• [À FAIRE]
Répondez d'après l'extrait :
(a) Dans quel pays Hamilton Harris réside-t-il actuellement ?
(b) Dans le film Kids, qu'enseigne Harris au public ?
(c) Quel est le titre du documentaire que Harris cherche à financer ?

• [EXTRAIT]
+++

Quelques minutes plus tard, la bande tombe sur Hamilton Harris, un des autres jeunes qui a joué dans Kids et qui s'est arrêté à Washington Square Park sur un coup de tête. Il ne s'attendait pas à se retrouver au milieu de telles retrouvailles. Dans le film, c'est Harris qui enseigne au public l'art de rouler un joint. Vêtu d'un dashiki, le sourire aux lèvres, il a toujours un peu d'herbe dans sa poche, prête à l'emploi. Résidant actuellement aux Pays-Bas, il est toujours en contact avec la bande de son adolescence. « Je suis né et j'ai grandi ici, je ne l'oublierai jamais. »

Harris a lancé une campagne sur Kickstarter pour financer un documentaire intitulé The Kids, sur son gang de skateurs de l'époque. Ce documentaire reviendra sur la production de Kids et sur les origines de ses jeunes acteurs, dont Bici, Hernandez et Pang. Bici l'aidera aussi à produire le film. En repensant au film original, Harris déclare que l'important à propos de Kids, ce n'est pas le côté sensationnel, mais l'état d'esprit général. « L'énergie retranscrite dans le film est bien réelle. Il n'y a rien de factice dans l'énergie que dégageaient les personnages. Il n'y avait pas de spectacle, pas de répétition, c'était totalement sincère. »

+++

• [EXTRAITS DU MATÉRIEL]
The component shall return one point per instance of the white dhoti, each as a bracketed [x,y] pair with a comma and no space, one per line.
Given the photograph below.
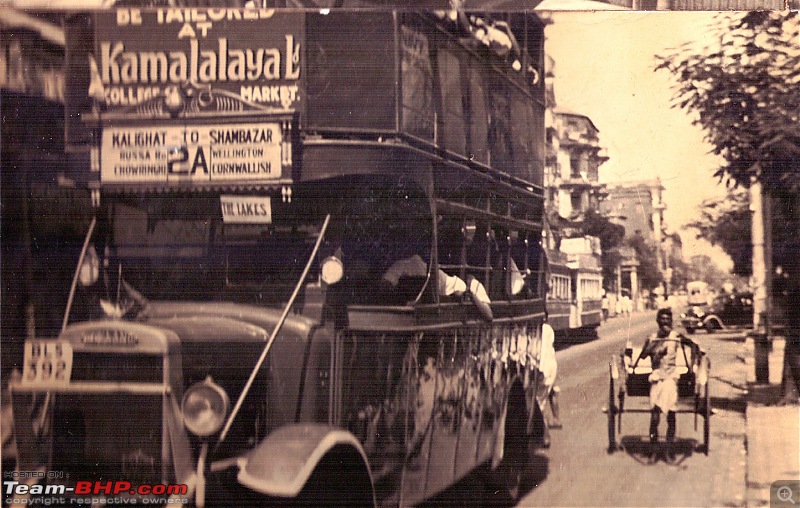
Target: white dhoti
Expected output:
[664,394]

+++

• [RÉPONSE]
(a) Aux Pays-Bas.
(b) L'art de rouler un joint.
(c) The Kids.